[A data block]
_____

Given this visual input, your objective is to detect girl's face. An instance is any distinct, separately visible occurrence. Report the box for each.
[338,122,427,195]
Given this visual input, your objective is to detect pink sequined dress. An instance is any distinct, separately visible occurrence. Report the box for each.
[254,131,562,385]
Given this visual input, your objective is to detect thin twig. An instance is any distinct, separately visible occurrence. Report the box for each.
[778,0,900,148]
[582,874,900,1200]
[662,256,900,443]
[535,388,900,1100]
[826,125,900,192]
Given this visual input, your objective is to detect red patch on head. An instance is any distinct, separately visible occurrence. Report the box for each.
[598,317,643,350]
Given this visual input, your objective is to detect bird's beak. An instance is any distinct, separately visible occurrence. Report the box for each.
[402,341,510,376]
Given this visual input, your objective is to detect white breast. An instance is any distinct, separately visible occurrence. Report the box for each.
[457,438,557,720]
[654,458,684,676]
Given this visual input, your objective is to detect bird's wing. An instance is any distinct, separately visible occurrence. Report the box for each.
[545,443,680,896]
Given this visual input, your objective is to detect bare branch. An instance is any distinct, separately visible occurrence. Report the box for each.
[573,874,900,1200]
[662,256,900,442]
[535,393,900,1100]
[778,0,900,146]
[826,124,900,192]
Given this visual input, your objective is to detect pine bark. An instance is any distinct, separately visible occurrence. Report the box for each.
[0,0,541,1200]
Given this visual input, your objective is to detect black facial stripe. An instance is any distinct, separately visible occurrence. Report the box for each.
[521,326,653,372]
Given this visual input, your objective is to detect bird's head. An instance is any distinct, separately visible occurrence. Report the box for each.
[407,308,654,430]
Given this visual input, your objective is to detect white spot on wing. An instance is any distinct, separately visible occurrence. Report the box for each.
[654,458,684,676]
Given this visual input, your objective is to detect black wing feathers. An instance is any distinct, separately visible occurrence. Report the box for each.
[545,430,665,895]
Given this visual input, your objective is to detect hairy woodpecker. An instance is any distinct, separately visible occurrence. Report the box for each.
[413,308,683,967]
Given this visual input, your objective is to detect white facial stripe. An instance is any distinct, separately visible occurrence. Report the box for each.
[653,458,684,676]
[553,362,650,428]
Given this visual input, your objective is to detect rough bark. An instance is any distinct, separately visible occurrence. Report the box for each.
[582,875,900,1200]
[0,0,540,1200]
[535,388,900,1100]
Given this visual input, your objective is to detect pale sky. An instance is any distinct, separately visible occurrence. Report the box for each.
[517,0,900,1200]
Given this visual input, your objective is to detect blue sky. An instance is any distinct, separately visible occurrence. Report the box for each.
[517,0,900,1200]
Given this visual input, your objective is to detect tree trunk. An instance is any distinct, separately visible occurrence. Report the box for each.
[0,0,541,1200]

_____

## DIRECTIVE
Reproduce every one of the lines above, unchanged and in the same order.

## OUTPUT OF THE TASK
Given this visual input, your objective is to detect girl's face. An instance is any distinct, separately visible occurrence. Report the box for each.
[338,122,427,195]
Given this visual input, your objective is to detect pink sequined dress. An instance is any distinct, separately visible occurrence. Report the box for each.
[254,131,562,385]
Given this visual input, your objective is to detect thin twig. An instance is any distinct, separately visible occurrence. Report the box for each.
[778,0,900,148]
[582,874,900,1200]
[662,256,900,443]
[535,388,900,1100]
[826,125,900,192]
Given this visual input, your objective is to detect red patch on head. An instance is any distinct, separately visible occurrence. Report the box for each.
[598,317,643,350]
Given this visual input, your objective is to detect bird's beak. An instance is any distinct, separately visible occurrence. Report the box for each.
[402,341,510,376]
Given this visual input, your objective is to detect white breast. An instance is any distinct, separately visible occurrence. Report the box for each.
[457,438,557,720]
[654,458,684,676]
Given this visual input, your objective is to detect bird's wing. An instance is any distinct, separately visible occurrence. Report the box for each.
[545,443,680,896]
Given this visual input, your objective is to detect bare branch. An instance is any distinct, separately visible occurrence. Report the box for each.
[573,874,900,1200]
[662,256,900,442]
[535,393,900,1100]
[778,0,900,146]
[826,124,900,192]
Given this visual input, your objective is to detect pine bark. An instance is any distinct, separately visible occurrence. Report the box for each.
[0,0,541,1200]
Given this visual input, your objective is to detect black facial stripe. An instance is any distinct, separately visible occurrence. Report the box for each.
[521,326,653,372]
Given this visual input, your objective is to detect bird's head. An instance is any distinct, separately visible occurrence. Report the box for each.
[407,308,654,430]
Given this visual input, your objective is to detect white spot on wing. An instance is any distinct, separately visible occurrence. Report the box for each.
[654,458,684,676]
Given this visual input, your objective is to detect black wing feathers. An instance is any distinct, separately visible occurrence. Report the box for each.
[545,430,665,895]
Given this visual input, your objective is to detect hairy woodpecker. An instance is any distinct, separately visible occurrence. Report the box for each.
[413,308,683,967]
Given this visual input, your objective is to detect white facial stripe. An instance is any distinct, separately visible occurrence. Report the box for each.
[653,458,684,676]
[553,362,650,428]
Given this visual input, your objective is to detect rough bark. An instance is any distinct, separately visible occurrence. Report the box for each.
[582,875,900,1200]
[0,0,540,1200]
[535,388,900,1100]
Given this visual input, your objective is to detect pale sky. An instance is any distinct, separately visible occurrence. Report the box for each.
[517,0,900,1200]
Given this visual input, your objective is to detect blue sky. An instance is any distinct, separately visible occurrence. Report the box for each.
[517,0,900,1200]
Given this visual input, your objective is to detect tree trunk. An instance is any distinct, separately visible occurrence. Report the box for each.
[0,0,541,1200]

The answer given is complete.